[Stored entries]
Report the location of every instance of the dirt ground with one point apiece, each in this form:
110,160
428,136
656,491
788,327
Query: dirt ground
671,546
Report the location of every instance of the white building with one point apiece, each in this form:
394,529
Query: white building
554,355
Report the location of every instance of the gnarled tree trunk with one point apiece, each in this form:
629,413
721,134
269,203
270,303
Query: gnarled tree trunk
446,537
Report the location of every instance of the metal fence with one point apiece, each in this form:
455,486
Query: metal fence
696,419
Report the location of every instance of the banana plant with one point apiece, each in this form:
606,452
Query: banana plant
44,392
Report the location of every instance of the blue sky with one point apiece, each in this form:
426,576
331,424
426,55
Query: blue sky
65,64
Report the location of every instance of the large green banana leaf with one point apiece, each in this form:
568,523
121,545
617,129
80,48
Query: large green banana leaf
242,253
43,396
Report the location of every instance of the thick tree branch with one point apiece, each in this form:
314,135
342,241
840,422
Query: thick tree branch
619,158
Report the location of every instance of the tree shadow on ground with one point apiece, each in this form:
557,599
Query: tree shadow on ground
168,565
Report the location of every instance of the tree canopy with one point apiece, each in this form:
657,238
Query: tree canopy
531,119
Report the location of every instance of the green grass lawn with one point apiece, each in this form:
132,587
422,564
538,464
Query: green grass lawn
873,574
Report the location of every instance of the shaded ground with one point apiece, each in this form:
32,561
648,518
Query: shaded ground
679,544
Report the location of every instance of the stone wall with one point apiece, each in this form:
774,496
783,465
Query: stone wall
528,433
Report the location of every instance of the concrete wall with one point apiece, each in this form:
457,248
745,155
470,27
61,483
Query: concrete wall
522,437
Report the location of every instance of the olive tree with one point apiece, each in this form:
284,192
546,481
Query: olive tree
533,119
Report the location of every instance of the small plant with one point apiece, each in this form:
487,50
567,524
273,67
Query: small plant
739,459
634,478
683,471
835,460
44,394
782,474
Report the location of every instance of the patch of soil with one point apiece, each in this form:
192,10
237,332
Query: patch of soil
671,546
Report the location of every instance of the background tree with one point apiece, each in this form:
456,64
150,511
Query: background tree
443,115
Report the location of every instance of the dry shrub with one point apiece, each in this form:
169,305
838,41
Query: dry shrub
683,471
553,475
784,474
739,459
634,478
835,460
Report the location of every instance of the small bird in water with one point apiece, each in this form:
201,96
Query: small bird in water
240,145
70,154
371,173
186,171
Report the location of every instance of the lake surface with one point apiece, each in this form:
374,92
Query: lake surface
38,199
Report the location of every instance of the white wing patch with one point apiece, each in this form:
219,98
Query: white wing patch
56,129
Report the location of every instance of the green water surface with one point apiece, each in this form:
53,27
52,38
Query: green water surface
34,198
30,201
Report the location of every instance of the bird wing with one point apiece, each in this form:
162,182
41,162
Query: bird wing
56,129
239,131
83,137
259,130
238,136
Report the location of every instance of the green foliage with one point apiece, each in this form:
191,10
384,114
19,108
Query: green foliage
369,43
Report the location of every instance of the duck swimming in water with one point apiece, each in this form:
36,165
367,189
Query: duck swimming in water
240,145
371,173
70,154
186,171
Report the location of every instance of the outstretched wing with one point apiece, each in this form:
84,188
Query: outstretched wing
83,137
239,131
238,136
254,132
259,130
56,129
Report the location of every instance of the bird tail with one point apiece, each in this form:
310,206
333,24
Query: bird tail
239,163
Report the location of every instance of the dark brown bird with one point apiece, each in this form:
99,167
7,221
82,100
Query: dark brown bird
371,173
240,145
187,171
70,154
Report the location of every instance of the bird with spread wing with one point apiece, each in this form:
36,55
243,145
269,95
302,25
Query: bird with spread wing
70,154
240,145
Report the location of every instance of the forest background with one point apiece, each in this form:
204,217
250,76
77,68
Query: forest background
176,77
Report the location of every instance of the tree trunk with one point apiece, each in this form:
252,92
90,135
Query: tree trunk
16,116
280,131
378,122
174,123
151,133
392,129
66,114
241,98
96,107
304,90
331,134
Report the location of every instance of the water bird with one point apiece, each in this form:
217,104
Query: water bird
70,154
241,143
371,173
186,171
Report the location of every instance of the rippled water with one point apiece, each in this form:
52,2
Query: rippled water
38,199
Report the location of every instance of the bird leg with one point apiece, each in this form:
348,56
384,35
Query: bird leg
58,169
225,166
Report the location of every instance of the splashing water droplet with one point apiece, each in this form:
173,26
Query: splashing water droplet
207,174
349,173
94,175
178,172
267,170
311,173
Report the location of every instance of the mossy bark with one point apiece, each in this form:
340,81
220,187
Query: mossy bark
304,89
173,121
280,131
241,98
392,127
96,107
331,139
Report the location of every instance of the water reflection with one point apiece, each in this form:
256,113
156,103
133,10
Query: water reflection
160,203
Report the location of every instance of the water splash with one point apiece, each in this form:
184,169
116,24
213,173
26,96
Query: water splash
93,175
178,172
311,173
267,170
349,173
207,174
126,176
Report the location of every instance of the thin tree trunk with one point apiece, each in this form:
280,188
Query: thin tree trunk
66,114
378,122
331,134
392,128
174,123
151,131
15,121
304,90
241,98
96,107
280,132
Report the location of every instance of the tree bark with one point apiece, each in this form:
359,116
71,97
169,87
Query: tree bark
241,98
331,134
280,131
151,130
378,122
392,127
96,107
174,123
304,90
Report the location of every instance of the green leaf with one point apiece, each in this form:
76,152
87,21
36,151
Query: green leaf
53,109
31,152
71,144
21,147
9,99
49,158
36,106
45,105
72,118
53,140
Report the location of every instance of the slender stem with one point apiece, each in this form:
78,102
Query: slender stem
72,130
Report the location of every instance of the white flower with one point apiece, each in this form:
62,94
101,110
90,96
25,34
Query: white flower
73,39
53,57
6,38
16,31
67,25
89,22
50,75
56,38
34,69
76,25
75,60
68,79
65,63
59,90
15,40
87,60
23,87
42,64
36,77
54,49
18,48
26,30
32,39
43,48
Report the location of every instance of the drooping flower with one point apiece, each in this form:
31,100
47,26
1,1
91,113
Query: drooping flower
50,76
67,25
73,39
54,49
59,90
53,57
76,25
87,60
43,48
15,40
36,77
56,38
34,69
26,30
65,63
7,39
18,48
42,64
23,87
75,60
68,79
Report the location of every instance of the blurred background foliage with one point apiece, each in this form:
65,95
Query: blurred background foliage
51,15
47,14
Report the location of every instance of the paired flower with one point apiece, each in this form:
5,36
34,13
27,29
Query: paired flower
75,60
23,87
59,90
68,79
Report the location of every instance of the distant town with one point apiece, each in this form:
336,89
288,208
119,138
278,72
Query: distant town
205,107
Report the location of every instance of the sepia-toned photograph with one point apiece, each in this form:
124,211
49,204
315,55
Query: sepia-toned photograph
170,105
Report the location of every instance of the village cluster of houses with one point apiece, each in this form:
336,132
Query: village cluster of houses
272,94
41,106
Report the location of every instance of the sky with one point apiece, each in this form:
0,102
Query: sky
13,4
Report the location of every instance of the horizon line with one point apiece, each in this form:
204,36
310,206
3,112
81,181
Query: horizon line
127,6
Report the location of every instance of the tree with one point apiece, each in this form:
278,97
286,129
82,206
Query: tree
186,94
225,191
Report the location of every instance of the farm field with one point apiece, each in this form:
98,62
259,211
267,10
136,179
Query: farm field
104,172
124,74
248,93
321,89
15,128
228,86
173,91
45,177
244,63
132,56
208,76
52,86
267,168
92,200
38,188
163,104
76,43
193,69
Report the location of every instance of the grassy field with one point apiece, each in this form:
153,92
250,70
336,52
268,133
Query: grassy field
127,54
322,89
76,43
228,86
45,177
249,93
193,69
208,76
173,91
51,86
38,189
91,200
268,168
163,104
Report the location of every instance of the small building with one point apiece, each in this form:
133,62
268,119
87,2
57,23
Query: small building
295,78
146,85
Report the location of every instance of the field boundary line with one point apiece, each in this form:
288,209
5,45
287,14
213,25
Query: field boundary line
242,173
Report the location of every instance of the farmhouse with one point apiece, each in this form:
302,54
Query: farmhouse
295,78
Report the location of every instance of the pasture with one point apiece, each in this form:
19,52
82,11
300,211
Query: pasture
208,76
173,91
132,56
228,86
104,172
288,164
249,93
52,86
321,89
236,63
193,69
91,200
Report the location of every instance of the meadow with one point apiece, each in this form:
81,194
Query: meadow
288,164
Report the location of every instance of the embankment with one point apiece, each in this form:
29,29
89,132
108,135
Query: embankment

Task brief: Give again the lines from the line holding "Report the location of every instance of the farmhouse" through the close of the listing, both included, exactly as written and with nothing else.

Exercise response:
Report the location of every instance of the farmhouse with one point apiece, each in this form:
302,54
Query: farmhouse
295,78
Report the location of every instance of the pasture with one point apiece, each in this form:
19,52
82,11
300,211
Query: pasture
208,76
173,91
132,56
228,86
104,172
288,164
249,93
52,86
321,89
236,63
193,69
91,200
Report the location of every instance of the meadow with one point apiece, each in this form:
81,194
Query: meadow
288,164
Report the location of every instance of the embankment with one point apiece, each in this form:
29,29
89,132
108,135
Query: embankment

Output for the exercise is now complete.